◆ **GIVEN REQUEST**
Reproduce the rows below verbatim, starting with the line that contains "[pointer.input]" and ending with the last row, with both included. Leave the pictures out of your answer.

****************

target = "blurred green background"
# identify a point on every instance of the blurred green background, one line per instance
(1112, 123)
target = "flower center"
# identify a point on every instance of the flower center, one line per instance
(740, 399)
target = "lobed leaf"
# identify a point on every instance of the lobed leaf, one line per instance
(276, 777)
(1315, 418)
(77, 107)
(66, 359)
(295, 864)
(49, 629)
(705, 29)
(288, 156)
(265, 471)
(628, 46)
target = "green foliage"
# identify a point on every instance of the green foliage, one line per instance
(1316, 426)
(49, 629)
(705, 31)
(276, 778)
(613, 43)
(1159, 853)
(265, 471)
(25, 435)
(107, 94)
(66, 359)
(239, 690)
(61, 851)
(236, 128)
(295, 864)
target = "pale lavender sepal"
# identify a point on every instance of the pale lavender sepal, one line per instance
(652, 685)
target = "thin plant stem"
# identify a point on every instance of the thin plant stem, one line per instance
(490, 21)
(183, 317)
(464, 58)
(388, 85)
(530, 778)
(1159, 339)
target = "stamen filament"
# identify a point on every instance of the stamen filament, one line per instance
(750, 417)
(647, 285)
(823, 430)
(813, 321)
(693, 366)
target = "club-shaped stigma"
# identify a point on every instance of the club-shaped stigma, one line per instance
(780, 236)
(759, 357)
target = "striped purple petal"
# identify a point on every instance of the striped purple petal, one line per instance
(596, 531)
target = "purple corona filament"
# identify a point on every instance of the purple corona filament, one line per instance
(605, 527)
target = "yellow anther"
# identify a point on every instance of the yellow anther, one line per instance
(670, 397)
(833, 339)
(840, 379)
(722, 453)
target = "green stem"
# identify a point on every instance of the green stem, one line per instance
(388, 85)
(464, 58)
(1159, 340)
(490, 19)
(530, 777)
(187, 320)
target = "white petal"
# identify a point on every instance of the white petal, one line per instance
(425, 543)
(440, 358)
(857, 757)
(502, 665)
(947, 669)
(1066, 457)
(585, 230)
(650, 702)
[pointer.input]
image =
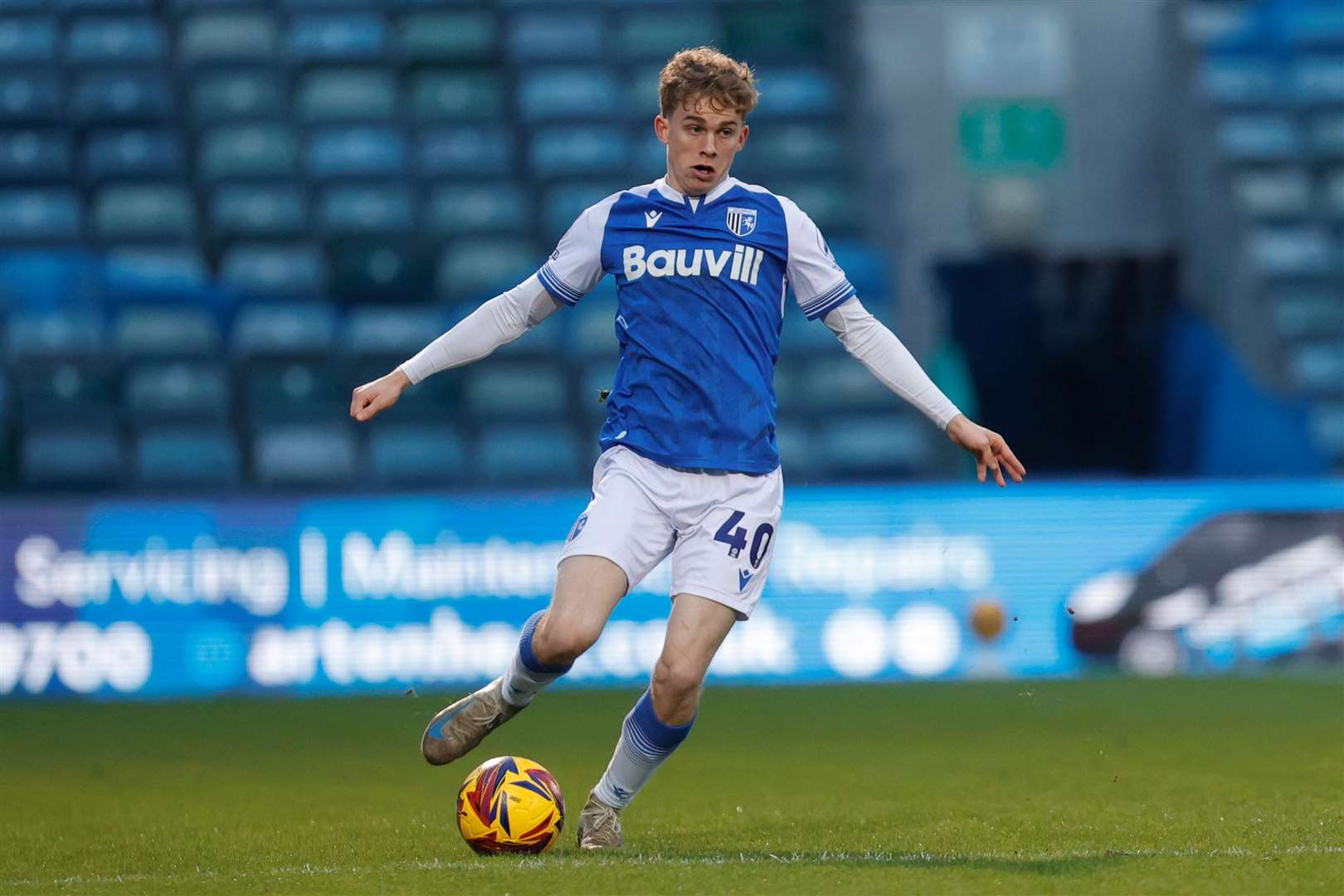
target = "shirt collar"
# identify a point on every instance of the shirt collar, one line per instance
(678, 197)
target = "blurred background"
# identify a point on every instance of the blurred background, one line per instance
(1113, 231)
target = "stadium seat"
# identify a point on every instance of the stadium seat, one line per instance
(293, 390)
(417, 455)
(34, 156)
(69, 457)
(1317, 368)
(127, 97)
(156, 273)
(542, 34)
(1291, 251)
(479, 207)
(1327, 134)
(27, 39)
(116, 41)
(305, 455)
(1259, 137)
(251, 212)
(129, 153)
(261, 269)
(346, 95)
(567, 93)
(175, 391)
(41, 215)
(227, 35)
(230, 95)
(1319, 80)
(446, 37)
(188, 458)
(140, 212)
(30, 97)
(1241, 80)
(364, 208)
(538, 455)
(284, 329)
(335, 37)
(509, 390)
(559, 152)
(797, 91)
(256, 149)
(397, 332)
(485, 151)
(869, 446)
(457, 95)
(32, 334)
(656, 34)
(797, 147)
(1273, 192)
(355, 152)
(390, 268)
(166, 332)
(476, 269)
(66, 391)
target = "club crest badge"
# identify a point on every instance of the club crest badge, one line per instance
(741, 221)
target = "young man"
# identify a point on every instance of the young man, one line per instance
(689, 461)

****************

◆ **EXERCISE RESPONSE**
[pointer.input]
image =
target = "shirt collar"
# identify a point on every instance of the shirt collar, one line per instance
(678, 197)
target = "blurred background"
# identify a point on every instance of the blurred background, one line per instance
(1113, 231)
target = "stadium seat"
# identify a point on every instance of the stadium seat, one line per instance
(293, 390)
(417, 455)
(34, 156)
(69, 457)
(1317, 368)
(127, 97)
(156, 273)
(542, 34)
(1291, 251)
(479, 207)
(1327, 134)
(27, 39)
(116, 41)
(305, 455)
(1259, 137)
(251, 212)
(129, 153)
(261, 269)
(346, 95)
(567, 93)
(175, 391)
(41, 215)
(227, 35)
(230, 95)
(1319, 80)
(446, 37)
(188, 458)
(140, 212)
(30, 97)
(1241, 80)
(364, 208)
(538, 455)
(284, 329)
(335, 37)
(509, 390)
(559, 152)
(797, 91)
(256, 149)
(397, 332)
(485, 151)
(869, 446)
(457, 95)
(32, 334)
(656, 34)
(797, 147)
(1273, 192)
(355, 152)
(390, 268)
(166, 332)
(476, 269)
(66, 391)
target = "club crest badge"
# identify a point on every instance of the club crest badge, one line per instance
(741, 221)
target = "young man"
# identify a point on every instance of the young man, one line per instance
(689, 461)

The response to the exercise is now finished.